━━ Okuma metni ━━
Sapere Aude (Düşünmeye cesaret et)
18. yüzyılın sonlarında Avrupa’da ortaya çıkan Yahudi Aydınlanması Haskala (zekâ veya akıl anlamına gelen sekhel kelimesinden gelmektedir) Avrupa’daki Aydınlanma Hareketinden etkilenmiş olmakla beraber Yahudi kültüründen de beslenmiş, özellikle Batı dillerini, bilimi, rasyonel düşünceyi ve İbraniceyi öğrenip geliştirmeyi öngörmekteydi. Matematik ve fen gibi konuların eğitim sistemine eklenmesini, Yidiş dilinden vazgeçmeyi ve sinagog reformunu savunan Moses Mendelssohn’un (1729-1786) Haskala’nın öncü aydınlarının (maskilim) en önemlilerinden birisi olduğunu söyleyebiliriz. Kendisi Haskala hareketinin kurucusu olmamakla beraber sembol isimlerinden biridir.
━━━
━━ Verilen satırlar ━━
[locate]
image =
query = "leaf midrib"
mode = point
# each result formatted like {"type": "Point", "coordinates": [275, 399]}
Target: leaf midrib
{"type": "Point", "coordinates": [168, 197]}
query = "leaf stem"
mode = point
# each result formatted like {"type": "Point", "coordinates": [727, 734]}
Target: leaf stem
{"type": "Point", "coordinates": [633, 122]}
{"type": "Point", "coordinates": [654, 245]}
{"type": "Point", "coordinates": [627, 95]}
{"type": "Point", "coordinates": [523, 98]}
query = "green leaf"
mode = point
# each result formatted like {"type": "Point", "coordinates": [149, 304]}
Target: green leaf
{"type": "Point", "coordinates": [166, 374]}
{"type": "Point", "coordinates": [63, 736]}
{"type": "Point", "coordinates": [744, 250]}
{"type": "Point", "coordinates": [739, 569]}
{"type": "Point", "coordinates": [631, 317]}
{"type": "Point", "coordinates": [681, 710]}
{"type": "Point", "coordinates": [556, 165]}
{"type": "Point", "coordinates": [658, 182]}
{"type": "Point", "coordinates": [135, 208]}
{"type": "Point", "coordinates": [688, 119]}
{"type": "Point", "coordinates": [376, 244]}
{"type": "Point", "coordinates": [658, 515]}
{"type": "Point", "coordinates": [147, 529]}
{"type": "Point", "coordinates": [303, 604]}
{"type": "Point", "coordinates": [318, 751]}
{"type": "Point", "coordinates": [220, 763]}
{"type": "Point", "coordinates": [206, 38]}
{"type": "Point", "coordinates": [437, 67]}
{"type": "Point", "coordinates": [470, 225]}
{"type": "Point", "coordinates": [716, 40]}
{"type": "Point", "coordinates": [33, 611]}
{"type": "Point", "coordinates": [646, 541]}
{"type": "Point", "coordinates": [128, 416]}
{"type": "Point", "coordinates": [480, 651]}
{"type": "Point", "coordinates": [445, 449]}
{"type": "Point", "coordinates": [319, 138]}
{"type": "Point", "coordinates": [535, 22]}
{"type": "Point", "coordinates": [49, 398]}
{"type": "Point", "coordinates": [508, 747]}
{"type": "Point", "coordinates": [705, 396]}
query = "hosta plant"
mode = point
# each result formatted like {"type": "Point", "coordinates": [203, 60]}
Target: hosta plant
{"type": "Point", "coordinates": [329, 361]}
━━━
Görev tanımı |
Yukarıdaki Haskala metnini, son cümlesinden sonra gelecek bölümü yazarak sürdürün.

Görev yanıtı |
Alman Sokrat’ı olarak da tanımlanan Mendelssohn, öldüğünde Alman entelektüellerinin ve toplumunun önemli bir kesimi tarafından saygıyla anılmıştı.
Aydınlanma, Immanuel Kant’a göre bilmeye veya ‘düşünmeye cesaret et’ düsturuyla açıklanabilir. Diğer bir deyişle aydınlanma kendi kendimize empoze ettiğimiz vesayetlerden kurtulup aklımızı ve mantığımızı kullanma pratiği ve kararıdır.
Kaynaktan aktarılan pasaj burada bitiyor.